### PROBLEM
Copy verbatim the lines from the one containing "the horse's eye" through the end of the records below, both ends included.

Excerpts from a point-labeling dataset
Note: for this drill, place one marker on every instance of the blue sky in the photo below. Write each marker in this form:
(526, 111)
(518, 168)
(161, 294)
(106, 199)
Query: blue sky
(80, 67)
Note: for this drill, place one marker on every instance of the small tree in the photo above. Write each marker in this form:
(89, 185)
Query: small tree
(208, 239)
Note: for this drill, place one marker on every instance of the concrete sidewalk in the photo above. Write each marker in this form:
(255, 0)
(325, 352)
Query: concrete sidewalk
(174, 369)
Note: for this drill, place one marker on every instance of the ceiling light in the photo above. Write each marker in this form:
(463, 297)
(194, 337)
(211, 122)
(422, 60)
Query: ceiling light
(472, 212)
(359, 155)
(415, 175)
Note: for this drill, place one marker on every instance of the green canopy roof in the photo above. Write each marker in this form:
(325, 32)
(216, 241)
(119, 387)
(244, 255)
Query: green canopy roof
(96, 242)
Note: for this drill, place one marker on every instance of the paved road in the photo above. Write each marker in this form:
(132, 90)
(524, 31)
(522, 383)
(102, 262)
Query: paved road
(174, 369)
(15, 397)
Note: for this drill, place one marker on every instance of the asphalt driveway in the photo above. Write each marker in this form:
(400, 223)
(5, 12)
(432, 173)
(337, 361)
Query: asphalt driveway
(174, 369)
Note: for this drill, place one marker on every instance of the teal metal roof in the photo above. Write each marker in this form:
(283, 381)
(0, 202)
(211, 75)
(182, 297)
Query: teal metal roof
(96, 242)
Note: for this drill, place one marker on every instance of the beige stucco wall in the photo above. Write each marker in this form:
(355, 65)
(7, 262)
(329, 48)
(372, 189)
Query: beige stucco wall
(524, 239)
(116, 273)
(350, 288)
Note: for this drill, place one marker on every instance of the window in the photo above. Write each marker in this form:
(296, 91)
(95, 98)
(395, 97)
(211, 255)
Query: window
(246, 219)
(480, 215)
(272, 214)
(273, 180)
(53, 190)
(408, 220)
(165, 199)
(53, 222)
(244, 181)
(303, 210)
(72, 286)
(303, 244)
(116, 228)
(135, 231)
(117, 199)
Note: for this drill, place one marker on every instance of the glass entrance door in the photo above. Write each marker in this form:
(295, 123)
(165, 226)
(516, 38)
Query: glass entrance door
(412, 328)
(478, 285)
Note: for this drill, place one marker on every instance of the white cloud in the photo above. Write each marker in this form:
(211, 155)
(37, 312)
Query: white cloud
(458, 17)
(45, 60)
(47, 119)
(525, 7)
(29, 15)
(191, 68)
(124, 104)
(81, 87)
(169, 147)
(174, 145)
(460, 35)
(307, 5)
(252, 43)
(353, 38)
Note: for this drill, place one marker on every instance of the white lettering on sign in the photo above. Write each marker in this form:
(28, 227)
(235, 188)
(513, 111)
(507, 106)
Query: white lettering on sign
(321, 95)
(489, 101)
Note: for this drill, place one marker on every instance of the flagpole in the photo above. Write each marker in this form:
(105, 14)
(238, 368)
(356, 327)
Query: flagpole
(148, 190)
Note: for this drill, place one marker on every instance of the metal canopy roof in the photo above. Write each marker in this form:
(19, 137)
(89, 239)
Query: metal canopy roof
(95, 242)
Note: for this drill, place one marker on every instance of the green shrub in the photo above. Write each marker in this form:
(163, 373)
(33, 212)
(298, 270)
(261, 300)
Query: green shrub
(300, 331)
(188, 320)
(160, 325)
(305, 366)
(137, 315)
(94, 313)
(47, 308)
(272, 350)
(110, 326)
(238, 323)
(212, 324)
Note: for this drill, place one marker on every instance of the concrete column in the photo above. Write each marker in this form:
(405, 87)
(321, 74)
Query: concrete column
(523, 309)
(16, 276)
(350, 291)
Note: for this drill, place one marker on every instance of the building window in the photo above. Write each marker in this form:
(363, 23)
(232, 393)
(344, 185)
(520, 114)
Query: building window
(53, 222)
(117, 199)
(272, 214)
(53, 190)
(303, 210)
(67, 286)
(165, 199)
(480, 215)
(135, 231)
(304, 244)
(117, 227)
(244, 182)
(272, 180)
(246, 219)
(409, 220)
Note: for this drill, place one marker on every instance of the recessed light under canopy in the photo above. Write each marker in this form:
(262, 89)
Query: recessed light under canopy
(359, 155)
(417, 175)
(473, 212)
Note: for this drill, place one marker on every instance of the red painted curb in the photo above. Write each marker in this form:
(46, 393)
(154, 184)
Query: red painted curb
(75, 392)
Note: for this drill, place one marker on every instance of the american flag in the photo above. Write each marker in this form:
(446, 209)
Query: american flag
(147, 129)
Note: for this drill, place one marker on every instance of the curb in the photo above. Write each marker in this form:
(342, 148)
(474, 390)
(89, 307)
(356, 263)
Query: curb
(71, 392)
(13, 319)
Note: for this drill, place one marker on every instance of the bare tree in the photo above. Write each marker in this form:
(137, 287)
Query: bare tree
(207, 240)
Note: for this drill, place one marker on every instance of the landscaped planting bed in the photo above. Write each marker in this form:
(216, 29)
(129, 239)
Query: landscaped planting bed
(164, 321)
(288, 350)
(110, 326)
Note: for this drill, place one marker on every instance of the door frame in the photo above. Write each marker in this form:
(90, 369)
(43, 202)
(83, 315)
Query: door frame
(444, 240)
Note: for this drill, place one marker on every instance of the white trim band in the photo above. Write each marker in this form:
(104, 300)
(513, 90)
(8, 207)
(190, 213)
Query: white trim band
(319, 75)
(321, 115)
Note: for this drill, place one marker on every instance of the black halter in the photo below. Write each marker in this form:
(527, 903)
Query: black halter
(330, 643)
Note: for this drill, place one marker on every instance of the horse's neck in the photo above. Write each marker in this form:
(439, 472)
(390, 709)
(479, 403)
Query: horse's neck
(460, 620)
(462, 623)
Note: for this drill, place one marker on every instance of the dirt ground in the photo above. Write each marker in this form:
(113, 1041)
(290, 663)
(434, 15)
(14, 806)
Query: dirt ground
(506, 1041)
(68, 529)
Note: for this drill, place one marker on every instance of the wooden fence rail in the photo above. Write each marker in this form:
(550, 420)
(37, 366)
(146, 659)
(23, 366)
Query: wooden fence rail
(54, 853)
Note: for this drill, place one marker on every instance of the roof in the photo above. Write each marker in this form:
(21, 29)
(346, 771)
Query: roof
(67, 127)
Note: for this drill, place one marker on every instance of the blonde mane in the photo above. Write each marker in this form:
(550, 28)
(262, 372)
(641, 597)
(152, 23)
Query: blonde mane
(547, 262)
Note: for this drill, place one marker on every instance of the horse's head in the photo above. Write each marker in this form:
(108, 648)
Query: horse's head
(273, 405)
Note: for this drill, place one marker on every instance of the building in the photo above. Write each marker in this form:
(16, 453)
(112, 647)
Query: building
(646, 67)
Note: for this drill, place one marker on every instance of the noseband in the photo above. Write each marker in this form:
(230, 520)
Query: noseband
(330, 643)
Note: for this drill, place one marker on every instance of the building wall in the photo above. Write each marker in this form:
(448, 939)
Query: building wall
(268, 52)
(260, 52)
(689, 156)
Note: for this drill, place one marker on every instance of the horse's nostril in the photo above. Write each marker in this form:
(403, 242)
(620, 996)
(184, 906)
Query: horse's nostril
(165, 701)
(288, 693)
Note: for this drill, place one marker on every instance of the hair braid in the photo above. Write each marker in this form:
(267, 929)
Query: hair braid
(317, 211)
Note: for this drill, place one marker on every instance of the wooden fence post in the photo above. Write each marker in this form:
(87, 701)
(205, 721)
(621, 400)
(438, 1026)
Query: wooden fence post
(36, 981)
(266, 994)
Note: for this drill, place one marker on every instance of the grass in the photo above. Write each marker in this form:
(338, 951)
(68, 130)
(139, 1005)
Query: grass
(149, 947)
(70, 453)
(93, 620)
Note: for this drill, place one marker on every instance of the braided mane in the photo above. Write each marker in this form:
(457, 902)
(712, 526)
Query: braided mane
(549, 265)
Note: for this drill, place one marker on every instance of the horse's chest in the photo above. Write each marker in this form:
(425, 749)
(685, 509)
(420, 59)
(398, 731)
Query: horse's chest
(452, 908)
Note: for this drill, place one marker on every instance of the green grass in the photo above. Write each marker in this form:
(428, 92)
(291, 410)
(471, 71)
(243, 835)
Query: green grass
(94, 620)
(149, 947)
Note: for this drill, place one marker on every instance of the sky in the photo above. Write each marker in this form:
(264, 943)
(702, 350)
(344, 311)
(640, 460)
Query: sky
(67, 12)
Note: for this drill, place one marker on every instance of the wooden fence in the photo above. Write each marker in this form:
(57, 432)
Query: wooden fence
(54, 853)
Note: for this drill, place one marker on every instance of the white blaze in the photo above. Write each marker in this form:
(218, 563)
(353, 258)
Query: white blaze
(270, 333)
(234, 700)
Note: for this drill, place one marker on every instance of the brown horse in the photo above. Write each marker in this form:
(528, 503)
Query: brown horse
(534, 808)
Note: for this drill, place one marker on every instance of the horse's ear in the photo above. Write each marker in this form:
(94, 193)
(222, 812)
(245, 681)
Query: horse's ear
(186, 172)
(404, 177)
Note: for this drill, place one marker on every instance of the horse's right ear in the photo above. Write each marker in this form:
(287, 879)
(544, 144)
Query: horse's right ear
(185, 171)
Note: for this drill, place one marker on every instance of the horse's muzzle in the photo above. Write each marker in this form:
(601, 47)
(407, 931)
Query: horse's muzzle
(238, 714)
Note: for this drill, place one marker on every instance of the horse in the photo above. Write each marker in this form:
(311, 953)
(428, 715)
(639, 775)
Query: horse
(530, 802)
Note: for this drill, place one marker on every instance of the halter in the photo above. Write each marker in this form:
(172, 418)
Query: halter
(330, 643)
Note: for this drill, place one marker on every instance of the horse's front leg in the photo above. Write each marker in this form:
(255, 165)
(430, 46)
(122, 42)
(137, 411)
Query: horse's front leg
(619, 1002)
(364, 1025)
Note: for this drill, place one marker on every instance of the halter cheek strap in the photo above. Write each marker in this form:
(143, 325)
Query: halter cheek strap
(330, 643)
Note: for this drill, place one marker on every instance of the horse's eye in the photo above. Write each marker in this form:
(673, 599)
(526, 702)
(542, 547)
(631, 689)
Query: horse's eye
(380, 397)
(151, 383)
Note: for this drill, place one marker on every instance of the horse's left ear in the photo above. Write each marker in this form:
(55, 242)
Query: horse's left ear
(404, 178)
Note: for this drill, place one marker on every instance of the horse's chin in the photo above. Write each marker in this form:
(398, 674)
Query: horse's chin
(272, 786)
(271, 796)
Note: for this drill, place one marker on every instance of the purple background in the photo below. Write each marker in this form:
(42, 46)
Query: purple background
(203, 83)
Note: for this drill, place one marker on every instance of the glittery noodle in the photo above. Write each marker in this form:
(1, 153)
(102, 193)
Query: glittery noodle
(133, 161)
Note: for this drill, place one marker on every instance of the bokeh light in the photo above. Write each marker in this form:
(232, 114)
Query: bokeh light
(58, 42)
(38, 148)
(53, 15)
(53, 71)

### OUTPUT OF THE EXERCISE
Note: for this drill, place one marker on every instance of the horse's eye in the photo above. Write each marker in this form:
(673, 599)
(526, 702)
(542, 547)
(631, 689)
Query: horse's eye
(380, 397)
(151, 383)
Note: for this drill, place one marker on every instance of the horse's left ear in the photo above. Write each marker in this form:
(55, 242)
Query: horse's left ear
(404, 178)
Note: for this drill, place one marker on every instance of the horse's chin in the photo above. Write each marker in this form:
(398, 674)
Query: horse's chin
(272, 786)
(271, 796)
Note: for this drill, place one marker on every instance of the purple background in the photo below. Write each marker in this form:
(42, 46)
Query: purple background
(203, 83)
Note: for this drill, place one marker on every instance of the glittery noodle in the photo above. Write each marker in this form:
(1, 153)
(102, 193)
Query: glittery noodle
(133, 161)
Note: for this drill, place one marker on every instance of the bokeh light in the photo above. Write each marker in this form:
(232, 114)
Query: bokeh light
(58, 42)
(38, 148)
(53, 15)
(53, 71)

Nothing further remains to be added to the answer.